[Instructions for the task] Resume the history of the Livonian Order below, picking up right after its last sentence.

>> Start Excerpt to read

The Livonian Order was an autonomous branch of the Teutonic Order,
formed in 1237. From 1435 to 1561 it was a member of the Livonian Confederation.

History
The order was formed from the remnants of the Livonian Brothers of the Sword after their defeat by Samogitians in 1236 at the Battle of Schaulen (Saule). They were incorporated into the Teutonic Knights and became known as the Livonian Order in 1237.  In the summer of that year, the Master of Prussia Hermann Balk rode into Riga to install his men as castle commanders and administrators of Livonia.

In 1238, the Teutonic Knights of Livonia signed the Treaty of Stensby with the Kingdom of Denmark. Under this agreement, Denmark would support the expansion ambitions of the order in exchange for northern maritime Estonia.

In 1242, the Livonian Order tried to take the city of Novgorod. However, they were defeated by Alexander Nevsky in the Battle on the Ice.

Fortresses as Paide in land ceded by Denmark in the Treaty of Stensby allowed the order to contain the threat of Russian troops. For that reason, the order focused on its southern borders and Semigallia.

Semigallia was a strategic territory for the Livonian Order. Lithuanians passed through Semigallia to raid settlements in Livonia, and they took advantage of the winter ice pack in the Gulf of Riga to reach Oesel Island. Also, this territory kept the Livonian Branch of the Teutonic Order separated from the Prussian Branch.

Between 1237 and 1290, the Livonian Order conquered all of Courland, Livonia, and Semigallia. In 1298, Lithuanians took Karkus Castle north of Riga, and defeated the order in the Battle of Turaida, killing Livonian Land Master Bruno and 22 knights. In 1346, the order bought the Duchy of Estonia from King Valdemar IV of Denmark. Life within the order's territory is described in the Chronicle of Balthasar Russow (Chronica der Provinz Lyfflandt).

The Teutonic Order fell into decline following its defeat in the Battle of Grunwald in 1410 and the secularization of its Prussian territories by Albert of Brandenburg in 1525, while the Livonian Order managed to maintain an independent existence.

The Livonian Order's defeat in the Battle of Święta (Wiłkomierz) on September 1, 1435, which claimed the lives of the master and several high-ranking knights, brought the order closer to its neighbors in Livonia. The Livonian Confederation agreement (eiine fruntliche eyntracht) was signed in Walk on December 4, 1435, by the Archbishop of Riga, the bishops of Courland, Dorpat, Ösel-Wiek and Reval; the representatives of the Livonian Order and vassals, and the deputies of Riga, Reval and Dorpat city municipal councils.

>> End Excerpt to read
>> Start Given information

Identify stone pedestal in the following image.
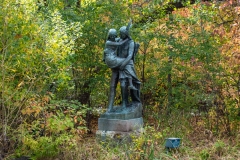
[96,103,143,142]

>> End Given information

[Written reply]
During the Livonian War, however, the order suffered a decisive defeat by troops of Muscovite Russia in the Battle of Ergeme in 1560. The Livonian Order then sought protection from Sigismund II Augustus,  King of Poland and Grand Duke of Lithuania, who had intervened in a war between Bishop William of Riga and the Brothers in 1557.

After coming to an agreement with Sigismund II, Augustus and his representatives (especially Mikołaj "the Black" Radziwiłł), the last Livonian Master, Gotthard Kettler, secularized the order and converted to Lutheranism. In the southern part of the Brothers' lands he created the Duchy of Courland and Semigallia for his family. Most of the remaining lands were seized by the Grand Duchy of Lithuania. The north of Estonia was taken back by Denmark and Sweden.

From the 14th to the 16th centuries, Middle Low German as spoken in the towns of the Hanseatic League was the established language, but was subsequently succeeded by High German as official language in the course of the 16th and 17th centuries.

Masters of the Livonian Order
The Livonian Master, like the grandmaster of the Teutonic Order, was elected by his fellow knights for a life term. The grandmaster exercised supervisory powers and his advice was considered equal to a command. The grandmaster of Teutonic knights did not limit local autonomy, he rarely visited Livonia or sent ambassadors for oversight.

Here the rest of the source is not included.